- STATED EXERCISE -
Format every line of the rows below as a JSON list of strings, one string per line, and leave out the blank lines.
────────────────────
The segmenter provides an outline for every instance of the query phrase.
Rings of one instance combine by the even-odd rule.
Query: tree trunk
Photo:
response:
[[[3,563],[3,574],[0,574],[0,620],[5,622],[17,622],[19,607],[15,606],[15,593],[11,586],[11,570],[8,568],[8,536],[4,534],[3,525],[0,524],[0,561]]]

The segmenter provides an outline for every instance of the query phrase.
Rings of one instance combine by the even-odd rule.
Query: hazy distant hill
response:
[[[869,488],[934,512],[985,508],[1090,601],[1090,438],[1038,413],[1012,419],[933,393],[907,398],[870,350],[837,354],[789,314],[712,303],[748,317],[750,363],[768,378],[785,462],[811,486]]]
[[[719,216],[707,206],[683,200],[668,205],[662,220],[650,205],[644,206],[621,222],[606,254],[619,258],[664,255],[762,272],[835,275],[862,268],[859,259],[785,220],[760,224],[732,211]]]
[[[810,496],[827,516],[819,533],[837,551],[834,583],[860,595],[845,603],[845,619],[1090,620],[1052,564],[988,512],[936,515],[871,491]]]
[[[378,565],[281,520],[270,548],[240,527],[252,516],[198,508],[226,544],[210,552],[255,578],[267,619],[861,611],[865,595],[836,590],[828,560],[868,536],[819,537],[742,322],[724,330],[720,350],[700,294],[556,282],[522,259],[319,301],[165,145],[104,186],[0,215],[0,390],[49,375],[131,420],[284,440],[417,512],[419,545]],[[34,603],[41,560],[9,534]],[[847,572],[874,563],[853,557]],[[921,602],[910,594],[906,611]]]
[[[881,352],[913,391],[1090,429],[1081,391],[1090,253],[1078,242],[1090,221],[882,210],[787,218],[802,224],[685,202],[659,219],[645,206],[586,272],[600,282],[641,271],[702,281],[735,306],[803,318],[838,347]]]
────────────────────
- TASK OUTPUT -
[
  "The segmenter provides an outline for every instance of the query phrase.",
  "Rings of one instance combine by the even-odd rule.",
  "Query: tree trunk",
  "Photo:",
  "response:",
  "[[[3,563],[3,574],[0,574],[0,620],[5,622],[17,622],[19,607],[15,606],[15,593],[11,586],[11,570],[8,568],[8,536],[4,534],[3,525],[0,524],[0,561]]]",
  "The segmenter provides an outline for every instance of the query phrase.",
  "Rings of one instance combine by the even-odd rule.",
  "Query: hazy distant hill",
  "response:",
  "[[[869,488],[934,512],[985,508],[1090,601],[1090,438],[1038,413],[1012,419],[933,393],[907,398],[870,350],[837,354],[789,314],[712,303],[748,317],[750,363],[768,378],[785,462],[811,486]]]",
  "[[[719,216],[707,206],[683,200],[668,205],[662,220],[650,205],[644,206],[621,222],[606,254],[619,258],[664,255],[762,272],[835,275],[862,268],[859,259],[785,220],[760,224],[732,211]]]",
  "[[[810,496],[827,516],[819,533],[837,551],[834,583],[860,595],[845,603],[845,619],[1090,620],[1052,564],[988,512],[936,515],[871,491]]]",
  "[[[378,565],[281,520],[270,548],[240,527],[252,516],[198,508],[226,544],[210,552],[255,578],[267,619],[861,611],[865,595],[836,590],[828,560],[868,536],[819,537],[742,322],[724,330],[720,350],[700,294],[556,282],[522,259],[319,301],[165,145],[104,186],[0,215],[0,390],[49,375],[131,420],[284,440],[417,512],[419,545]],[[34,603],[41,560],[9,534]],[[847,572],[874,563],[853,557]],[[921,602],[910,594],[906,611]]]",
  "[[[881,352],[913,391],[1090,429],[1081,391],[1090,253],[1078,242],[1090,221],[882,210],[787,218],[802,224],[685,202],[659,219],[645,206],[586,272],[600,282],[641,271],[702,281],[735,306],[803,318],[838,347]]]"
]